- _Excerpt_:
━━━━

# Pivot Shuttle- Bigger battery?



## Dirtrider127 (Sep 17, 2010)

Looking at eBikes and being a Pivot fanboy, the shuttle is my top choice.
I would get it today IF it had a bigger battery. Love the ride and everything else.
Is there any way to increase or carry more battery if needed?
Love to see this and a bit more rear travel in a new model.

My other choice is the Levo Expert Carbon with Fox suspension

I'm ready to buy today but I'll be ticked if they released a new model with these two items after I buy the current model :madman:


----------



## [email protected] (Dec 29, 2003)

I was just out visiting Pivot in Phoenix. We talked about a lot of things but there was no mention of updates to the Shuttle. I'd assume it won't be changing for a while.


----------



## Dirtrider127 (Sep 17, 2010)

[email protected] said:


> I was just out visiting Pivot in Phoenix. We talked about a lot of things but there was no mention of updates to the Shuttle. I'd assume it won't be changing for a while.


Thanks for the intel. Looks like I'm buying the Levo then.
Might go with the Rockshox version and hope I can dial it in to my liking. I can get the Pivot close to the same price point but I really like having that 700W battery so I don't have to worry about pedaling that pig back


----------



## RickBullottaPA (Mar 4, 2015)

━━━━

- _Recorded information_:

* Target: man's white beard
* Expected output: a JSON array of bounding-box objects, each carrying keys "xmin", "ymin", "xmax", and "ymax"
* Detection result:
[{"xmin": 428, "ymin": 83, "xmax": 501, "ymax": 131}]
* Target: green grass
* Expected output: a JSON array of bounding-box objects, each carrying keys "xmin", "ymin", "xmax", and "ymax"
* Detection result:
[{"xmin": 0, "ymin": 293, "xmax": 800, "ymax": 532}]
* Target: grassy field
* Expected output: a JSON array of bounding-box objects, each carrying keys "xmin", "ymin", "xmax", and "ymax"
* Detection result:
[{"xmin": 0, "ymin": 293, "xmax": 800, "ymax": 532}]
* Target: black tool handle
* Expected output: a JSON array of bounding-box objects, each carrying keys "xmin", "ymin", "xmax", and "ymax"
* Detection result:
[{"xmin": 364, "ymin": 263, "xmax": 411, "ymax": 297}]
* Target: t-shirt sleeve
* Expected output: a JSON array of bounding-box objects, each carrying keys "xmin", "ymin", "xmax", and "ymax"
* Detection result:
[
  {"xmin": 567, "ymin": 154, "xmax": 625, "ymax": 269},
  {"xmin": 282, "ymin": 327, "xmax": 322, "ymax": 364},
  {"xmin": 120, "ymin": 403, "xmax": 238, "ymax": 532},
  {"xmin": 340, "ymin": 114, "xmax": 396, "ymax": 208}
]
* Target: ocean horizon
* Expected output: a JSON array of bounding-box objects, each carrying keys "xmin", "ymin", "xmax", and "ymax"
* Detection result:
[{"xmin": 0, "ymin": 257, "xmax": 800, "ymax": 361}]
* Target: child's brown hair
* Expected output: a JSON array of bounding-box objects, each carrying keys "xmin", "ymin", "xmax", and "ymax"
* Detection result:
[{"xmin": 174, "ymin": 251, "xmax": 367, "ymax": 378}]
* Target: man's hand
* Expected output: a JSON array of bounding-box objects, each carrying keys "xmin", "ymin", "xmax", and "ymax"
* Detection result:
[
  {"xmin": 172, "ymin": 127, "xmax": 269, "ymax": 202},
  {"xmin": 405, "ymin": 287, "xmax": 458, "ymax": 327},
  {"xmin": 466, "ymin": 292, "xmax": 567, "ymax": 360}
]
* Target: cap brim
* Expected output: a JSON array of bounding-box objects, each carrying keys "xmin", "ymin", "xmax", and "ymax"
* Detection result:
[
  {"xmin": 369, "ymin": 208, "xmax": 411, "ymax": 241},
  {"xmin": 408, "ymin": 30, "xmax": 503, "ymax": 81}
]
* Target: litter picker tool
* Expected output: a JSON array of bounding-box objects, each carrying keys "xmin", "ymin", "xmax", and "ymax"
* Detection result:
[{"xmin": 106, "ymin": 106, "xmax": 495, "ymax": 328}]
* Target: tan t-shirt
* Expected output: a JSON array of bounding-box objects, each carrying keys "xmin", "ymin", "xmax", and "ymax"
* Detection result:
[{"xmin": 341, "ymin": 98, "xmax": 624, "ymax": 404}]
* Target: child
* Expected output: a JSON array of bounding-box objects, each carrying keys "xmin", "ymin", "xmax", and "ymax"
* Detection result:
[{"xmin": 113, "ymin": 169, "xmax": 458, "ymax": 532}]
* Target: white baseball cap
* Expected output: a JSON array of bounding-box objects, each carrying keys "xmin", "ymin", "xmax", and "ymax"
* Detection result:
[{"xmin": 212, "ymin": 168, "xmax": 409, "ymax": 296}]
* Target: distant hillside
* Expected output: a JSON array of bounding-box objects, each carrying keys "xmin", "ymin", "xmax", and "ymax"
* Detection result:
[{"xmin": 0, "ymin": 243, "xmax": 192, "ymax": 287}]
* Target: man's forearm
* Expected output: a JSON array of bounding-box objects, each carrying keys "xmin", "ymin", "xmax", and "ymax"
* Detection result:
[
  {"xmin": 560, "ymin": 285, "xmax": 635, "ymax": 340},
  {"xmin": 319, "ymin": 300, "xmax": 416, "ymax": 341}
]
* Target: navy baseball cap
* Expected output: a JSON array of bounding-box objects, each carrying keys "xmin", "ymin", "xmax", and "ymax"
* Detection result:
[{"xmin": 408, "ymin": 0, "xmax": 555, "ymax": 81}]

━━━━

- _Tasks to perform_:
(A) From the Pivot Shuttle thread, quote the stretch from "I would get" through "(Dec 29, 2003)".
(B) Summarize the Pivot Shuttle thread in two sentences.

- _Solutions per task_:
(A)
I would get it today IF it had a bigger battery. Love the ride and everything else.
Is there any way to increase or carry more battery if needed?
Love to see this and a bit more rear travel in a new model.

My other choice is the Levo Expert Carbon with Fox suspension

I'm ready to buy today but I'll be ticked if they released a new model with these two items after I buy the current model :madman:


----------



## [email protected] (Dec 29, 2003)

(B) A poster who likes the Pivot Shuttle says they would buy it if it had a bigger battery, asks whether more battery can be added or carried, and names the Levo Expert Carbon as the other choice. After another user reports that a visit to Pivot in Phoenix brought no mention of Shuttle updates, the first poster decides to buy the Levo, citing its 700W battery.